> PASSAGE FOR REVIEW:
[Start of section]

The addition of Mark Carney to the board of directors at Stripe, was hailed as a major coup for the online payments company when it was announced last week.
Mr Carney has governed two G8 central banks - the Bank of England and the Bank of Canada - after a 13-year career at Goldman Sachs, credentials that would secure him any job in the world of finance.
As John Collison, who co-founded Stripe with his brother Patrick, put it: "He is fabulously experienced in all matters finance, financial regulation and economic policy."
Stripe, however, is no newcomer to financial technology. It has been building software to power e-commerce since its foundation in 2010. Its valuation has risen threefold in less than a year, with Forbes magazine reporting that investors were valuing Stripe at $115 billion.
Speculation that Stripe is considering an IPO is firmly rejected by Mr Collison.
"No matter what interview I've ever done, I've always managed to get a question on this, and my answer is always the same, which is no, we're not planning on any IPO," he told RTÉ News.
"You should not read too much into anything you read in the papers about that."
Since the start of the Covid-19 pandemic, Mr Collison said hundreds of thousands of new businesses have come online and started with Stripe. As the company increases its operations around the world, "undergirding the internet economy" is increasingly important.
"So, we have to start thinking about the macro environment in which we operate, and the future trends of where things are going," he said. "I guess part of why we got really excited about Mark is he very much understands the existing apparatus; how to run a really resilient, responsible, secure financial firm because the Bank of England is responsible for regulating such firms in the UK, so he really understands that world.
"At the same time, he has eyes towards the future. He has spent a lot of time on cryptocurrencies and digital currencies and things like that, and where the future of payments is going," Mr Collison said.
Mr Carney is the United Nations special envoy on climate action and finance, a role with particular focus on shifting public and private finance markets and mobilising private finance to the levels needed to achieve the 1.5°C goal of the Paris Agreement.
This is an ambition shared by the Collison brothers.
"One of the things that we bonded over with Mark, is that we are both very passionate about climate," John Collison said.
"You might have seen the recent Stripe Climate product that we launched. That is something that is already proving really successful where businesses can put a portion of their revenues towards carbon removal."

[End of section]

> EXTRACTED INFORMATION:
[Start of section]

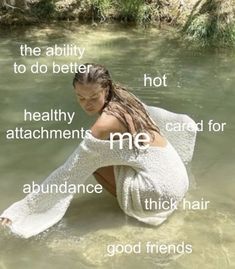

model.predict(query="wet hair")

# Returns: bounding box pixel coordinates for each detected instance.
[73,63,160,151]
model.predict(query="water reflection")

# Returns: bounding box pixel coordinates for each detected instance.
[0,24,235,269]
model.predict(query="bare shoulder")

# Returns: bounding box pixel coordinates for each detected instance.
[91,113,127,139]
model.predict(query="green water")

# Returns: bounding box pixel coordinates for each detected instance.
[0,25,235,269]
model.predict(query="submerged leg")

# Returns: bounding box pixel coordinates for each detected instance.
[93,166,116,196]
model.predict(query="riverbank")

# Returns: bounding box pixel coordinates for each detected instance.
[0,0,235,47]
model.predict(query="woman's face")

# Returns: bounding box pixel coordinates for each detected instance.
[75,83,107,115]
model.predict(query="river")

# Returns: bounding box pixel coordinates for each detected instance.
[0,23,235,269]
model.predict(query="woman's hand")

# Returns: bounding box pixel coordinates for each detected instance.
[0,218,12,226]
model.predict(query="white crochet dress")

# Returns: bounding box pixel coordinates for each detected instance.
[1,106,196,238]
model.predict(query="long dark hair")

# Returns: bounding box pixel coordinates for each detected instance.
[73,63,160,150]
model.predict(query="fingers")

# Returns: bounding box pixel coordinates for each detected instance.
[0,218,11,226]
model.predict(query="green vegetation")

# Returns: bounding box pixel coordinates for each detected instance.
[31,0,55,19]
[183,0,235,46]
[0,0,235,46]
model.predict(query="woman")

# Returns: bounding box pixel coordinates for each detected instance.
[1,64,196,238]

[End of section]

> WHAT TO DO:
1. In the article about Mark Carney joining Stripe's board, in what year was Stripe founded?
2. From the article about Mark Carney joining Stripe's board, return the passage that begins at the words "Stripe, however, is" and stops after "told RTÉ News.".
3. Write the next part of the article about Mark Carney joining Stripe's board, picking up after its last sentence.
The records are separate material and have no connection to the article.

> EXERCISE RESPONSES:
1. 2010

2.
Stripe, however, is no newcomer to financial technology. It has been building software to power e-commerce since its foundation in 2010. Its valuation has risen threefold in less than a year, with Forbes magazine reporting that investors were valuing Stripe at $115 billion.
Speculation that Stripe is considering an IPO is firmly rejected by Mr Collison.
"No matter what interview I've ever done, I've always managed to get a question on this, and my answer is always the same, which is no, we're not planning on any IPO," he told RTÉ News.

3.
Stripe's product allows any online business to contribute funds to technologies that remove CO2 directly from the atmosphere. Stripe doesn't take any fees for Stripe Climate contributions, and uses 100% of the funds to accelerate the development of carbon removal technologies
"On Mark's side, he was very early to this, he was asking what should investors be demanding from companies when it comes to the climate."
The Collison brothers are also passionate about education and have been instrumental in supporting University of Limerick design an Immersive Software Engineering programme, which will redefine computer science education.
?? Delighted today to announce a partnership two years in the making: @UL, @Stripe, and many other companies are teaming up to launch Immersive Software Engineering, a new undergrad degree. https://t.co/yfZrsCuTmN— John Collison (@collision) February 24, 2021
The new integrated undergraduate and Masters degree was designed in partnership with over a dozen leading tech companies from Ireland and around the world, including Stripe, Analog Devices, Zalando, Intercom, Shopify, Manna Aero.
"I think our motivation for this came from seeing what works at Stripe and what doesn't," Mr Collison said.
"Computer science and software engineering, despite being a fabulous career to go into, still is one of the best kept secrets. If you talk to some of the big tech companies, 75% say they are very constrained by hiring the right software engineers. We really want to hire lots of software engineers and in Ireland in particular.
"I don't think enough students consider software engineering as a career, in part because it's not totally obvious what the next steps are, and it's not obvious when you're a student how you can go get connected with all these companies. Part of the goal behind the ISE programme is to provide a really accessible path for talented students - boys and girls, and particularly increasing the representation of girls, coming into computer science."